» Passage:
Troubles with Asynchronous code flows in JavaScript, and the async/await solution of ES-2017

Date: Sat Jun 17 2017 JavaScript »»»» Asynchronous Programming »»»» Node Web Development »»»» Node.JS
Asynchronous coding is one of those powerful tools that can bite, if you're not careful. Passing around anonymous so-called "callback" functions is easy, and we do it all the time in JavaScript. Asynchronous callback functions are called, when needed, as needed, sometime in the future. The key result is that code execution is out-of-order with the order-of-appearance in the code.

NOTE: This is an excerpt from Asynchronous JavaScript with Promises, Generators and async/await, a new book that deeply studies asynchronous programming techniques in JavaScript

For years, JavaScript's primary use-case has been event handlers in web pages, a form of asynchronous coding. The term AJAX describes asynchronous JavaScript execution associated with retrieving data from a server. In Node.js the whole runtime library is built around asynchronous callbacks invoked by asynchronous events. It is a powerful model, indeed, but there's a slippery slope down which it's easy to slide into a tangled mess of unmaintainable code.

» Listed entries:
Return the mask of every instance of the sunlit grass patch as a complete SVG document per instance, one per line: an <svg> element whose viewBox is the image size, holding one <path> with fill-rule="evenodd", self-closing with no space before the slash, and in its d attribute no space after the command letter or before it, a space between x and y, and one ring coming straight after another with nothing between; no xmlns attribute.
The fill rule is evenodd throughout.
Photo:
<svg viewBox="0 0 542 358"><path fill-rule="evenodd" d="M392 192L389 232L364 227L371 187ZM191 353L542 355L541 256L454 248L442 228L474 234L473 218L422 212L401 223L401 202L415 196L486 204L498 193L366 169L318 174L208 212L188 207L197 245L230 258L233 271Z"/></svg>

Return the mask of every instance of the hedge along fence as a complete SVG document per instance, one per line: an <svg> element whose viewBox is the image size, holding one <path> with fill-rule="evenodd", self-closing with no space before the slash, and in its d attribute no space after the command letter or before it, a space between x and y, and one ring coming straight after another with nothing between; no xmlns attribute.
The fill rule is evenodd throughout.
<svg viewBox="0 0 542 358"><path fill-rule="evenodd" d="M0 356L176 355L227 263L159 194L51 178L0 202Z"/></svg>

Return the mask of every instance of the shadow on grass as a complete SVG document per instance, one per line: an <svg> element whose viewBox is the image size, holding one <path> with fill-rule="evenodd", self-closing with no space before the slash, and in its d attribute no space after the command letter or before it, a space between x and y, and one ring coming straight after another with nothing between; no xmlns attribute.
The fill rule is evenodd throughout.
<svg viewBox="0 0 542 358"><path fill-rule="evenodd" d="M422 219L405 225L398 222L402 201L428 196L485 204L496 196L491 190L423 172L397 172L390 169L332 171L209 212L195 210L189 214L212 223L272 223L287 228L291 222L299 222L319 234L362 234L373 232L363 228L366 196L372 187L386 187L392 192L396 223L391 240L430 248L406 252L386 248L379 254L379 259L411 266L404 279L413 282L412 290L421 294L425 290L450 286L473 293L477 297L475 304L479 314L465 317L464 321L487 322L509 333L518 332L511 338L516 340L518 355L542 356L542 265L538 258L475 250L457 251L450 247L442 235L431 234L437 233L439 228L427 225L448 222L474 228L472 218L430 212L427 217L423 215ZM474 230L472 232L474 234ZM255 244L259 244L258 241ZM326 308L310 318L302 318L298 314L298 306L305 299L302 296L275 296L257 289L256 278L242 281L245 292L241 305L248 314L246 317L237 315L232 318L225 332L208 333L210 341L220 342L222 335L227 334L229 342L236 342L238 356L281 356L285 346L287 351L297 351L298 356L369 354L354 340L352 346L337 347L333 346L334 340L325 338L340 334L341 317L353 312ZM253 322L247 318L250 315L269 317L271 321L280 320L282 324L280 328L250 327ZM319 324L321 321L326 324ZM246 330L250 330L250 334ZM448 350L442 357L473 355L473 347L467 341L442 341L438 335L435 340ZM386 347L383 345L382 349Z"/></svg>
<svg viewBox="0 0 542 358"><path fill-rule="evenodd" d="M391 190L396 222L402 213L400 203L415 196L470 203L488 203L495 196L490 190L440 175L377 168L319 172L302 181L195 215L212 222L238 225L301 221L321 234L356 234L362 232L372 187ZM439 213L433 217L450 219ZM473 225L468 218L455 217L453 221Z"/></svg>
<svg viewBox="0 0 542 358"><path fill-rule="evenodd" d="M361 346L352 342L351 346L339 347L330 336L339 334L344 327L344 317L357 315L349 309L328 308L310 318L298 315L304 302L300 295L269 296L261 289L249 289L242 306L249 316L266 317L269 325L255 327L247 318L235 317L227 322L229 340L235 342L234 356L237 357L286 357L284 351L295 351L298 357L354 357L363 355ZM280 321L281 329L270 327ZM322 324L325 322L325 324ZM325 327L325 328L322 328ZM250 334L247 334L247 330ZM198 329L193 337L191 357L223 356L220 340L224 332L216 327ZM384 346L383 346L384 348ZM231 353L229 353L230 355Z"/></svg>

» Work to do:
a: Which topic categories appear after the date in the article on asynchronous JavaScript?
b: In the article on asynchronous JavaScript, what does the term AJAX describe?
c: Extend the article on asynchronous JavaScript past its last sentence.

» Task answers:
a: JavaScript, Asynchronous Programming, Node Web Development, Node.JS

b: Asynchronous JavaScript execution associated with retrieving data from a server.

c:
JavaScript's single-threaded model would otherwise be a major performance problem. For example, on a web page that's to be dynamically filled with data retrieved from a server, each retrieval would block the whole browser until that data arrived from the server. The more data retrievals, the longer the browser is blocked. Today's world of "single-page-applications" simply would not work because such app's are constantly retrieving data from web-services. Fortunately, JavaScript's model supports asynchronous code by way of these anonymous functions.

Browser events occur when they occur, trigger associated event handlers, executing event handler callbacks in a corresponding order. Likewise, a web service (for Node.js) asynchronously distributes incoming events to their handlers with the events dictating which callbacks are invoked in what order. This is useful and powerful, but often the programmer ends up struggling to organize the resulting code so it can be understood/maintained/debugged.

We start out by writing benign code like these snippets:


// Browser
$('.day').click(function() {
   window.location = "com_day_graph";
});
// Node.js
const fs = require('fs');
...
fs.readFile('example.txt', 'utf8', function(err, txt) {
    if (err) report the error;
    else {
        do something with the text
    }
});

Each of those are pretty simple, and the idea is straight-forward. You pass an anonymous function to another function, so that function can call back to your code, hence the name "callback function".

As your your programming confidence grows you do more and more with callbacks. You might need to tack a new bit of functionality at the end of an existing event handler, requiring a new callback function. Or processing a certain task may require several steps, all of which are asynchronous. Sooner-or-later you end up with Callback Hell or what some call the Pyramid of Doom.

The first circle of Callback Hell is entered when you write a callback function and need to invoke another, and think to yourself it's far easier to just implement the second callback function right there, nested inside the first. JavaScript is perfectly fine with you nesting stuff inside other stuff. We do it all the time.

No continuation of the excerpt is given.